Vous savez sans doute que l’OuLiPo se situe au carrefour de la littérature et des mathématiques, et que ce groupe de recherche propose d’appliquer des règles précises pour générer de nouveaux textes ou intervenir dans les textes déjà existants afin d’en activer les potentialités latentes. C’est dans cette optique que je vous propose un nouveau jeu twittéraire, un okapi * qui amène à écrire autrement, à explorer une manière d’écrire qui semble facile, mais qui est loin de l’être.
Qu’est ce qu’un OKAPI ?
Ce peut être, j’en conviens, un mammifère ruminant sachant se camoufler, ressemblant à un zèbre, mais appartenant plutôt à la famille des girafes. C’est également le nom d’un magazine pour les jeunes, mais c’est avant tout le nom d’une célèbre contrainte oulipienne qui figure dans l’Atlas de littérature potentielle.**
Vers un texte zébré
De quoi s’agit-il plus précisément ? D’une contrainte linguistique pour stimuler la créativité qui interdit que deux lettres voyelles ou deux lettres consonnes se suivent. Elle consiste donc en un jeu constant d’alternance entre consonnes et voyelles. Cette alternance consonne-voyelle doit se vivre rigoureusement à l’intérieur des mots, entre les mots et même idéalement entre les phrases. Dans le célèbre Atlas de littérature potentielle, le texte qui suit est donné en exemple : « La divinité s’amuse de ta timide habitude de rêver une petite minute, de-ci, de-là, sur une lame marine. L’alizé te ramènera du pâle horizon à la sévérité de ce rivage coloré: salut, ami revenu » (p. 264). Vous voyez que c’est chose textuellement possible.

__ÉNONCÉ DU PROBLÈME__.
Selon l'extrait consacré à l'okapi oulipien, quelle règle cette contrainte impose-t-elle quant à la succession des lettres ?

__RELEVÉ DES DONNÉES__.
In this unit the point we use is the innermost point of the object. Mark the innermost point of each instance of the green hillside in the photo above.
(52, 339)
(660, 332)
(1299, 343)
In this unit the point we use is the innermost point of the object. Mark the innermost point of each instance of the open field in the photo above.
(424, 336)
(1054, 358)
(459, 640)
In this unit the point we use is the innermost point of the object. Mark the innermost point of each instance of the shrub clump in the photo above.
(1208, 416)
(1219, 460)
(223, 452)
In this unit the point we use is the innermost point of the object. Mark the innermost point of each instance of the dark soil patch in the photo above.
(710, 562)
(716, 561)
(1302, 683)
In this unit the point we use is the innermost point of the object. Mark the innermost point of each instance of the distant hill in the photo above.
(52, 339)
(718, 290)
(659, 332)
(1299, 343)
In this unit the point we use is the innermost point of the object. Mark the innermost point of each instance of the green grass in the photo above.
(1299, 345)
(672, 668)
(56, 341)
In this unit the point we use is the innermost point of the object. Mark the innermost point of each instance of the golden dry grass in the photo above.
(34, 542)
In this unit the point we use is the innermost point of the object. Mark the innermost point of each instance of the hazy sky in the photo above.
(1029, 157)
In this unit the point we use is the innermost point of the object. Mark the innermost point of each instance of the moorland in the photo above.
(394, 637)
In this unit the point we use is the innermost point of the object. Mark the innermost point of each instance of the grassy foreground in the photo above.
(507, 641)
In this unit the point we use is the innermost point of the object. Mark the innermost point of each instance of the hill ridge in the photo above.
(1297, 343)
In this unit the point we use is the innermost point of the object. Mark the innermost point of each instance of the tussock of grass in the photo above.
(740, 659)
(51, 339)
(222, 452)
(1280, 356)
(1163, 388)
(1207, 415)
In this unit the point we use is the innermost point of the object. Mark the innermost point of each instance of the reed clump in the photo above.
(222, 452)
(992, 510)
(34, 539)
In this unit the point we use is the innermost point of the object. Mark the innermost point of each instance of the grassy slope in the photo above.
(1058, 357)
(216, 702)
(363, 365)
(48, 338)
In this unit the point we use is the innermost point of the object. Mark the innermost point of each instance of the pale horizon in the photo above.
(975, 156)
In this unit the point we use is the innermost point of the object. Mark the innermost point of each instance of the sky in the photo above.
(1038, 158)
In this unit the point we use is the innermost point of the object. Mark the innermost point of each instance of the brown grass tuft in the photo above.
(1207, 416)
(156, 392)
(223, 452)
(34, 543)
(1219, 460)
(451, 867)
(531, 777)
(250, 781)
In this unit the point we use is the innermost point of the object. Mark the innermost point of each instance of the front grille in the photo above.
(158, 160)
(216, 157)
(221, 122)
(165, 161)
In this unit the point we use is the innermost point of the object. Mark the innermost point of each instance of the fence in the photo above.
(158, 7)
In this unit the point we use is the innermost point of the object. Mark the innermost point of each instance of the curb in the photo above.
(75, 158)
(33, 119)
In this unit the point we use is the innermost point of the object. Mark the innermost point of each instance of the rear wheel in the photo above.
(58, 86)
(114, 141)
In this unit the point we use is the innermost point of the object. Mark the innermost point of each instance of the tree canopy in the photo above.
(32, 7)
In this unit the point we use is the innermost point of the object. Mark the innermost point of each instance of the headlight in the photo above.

__SOLUTION DU PROBLÈME__.
Elle interdit que deux voyelles ou deux consonnes se suivent.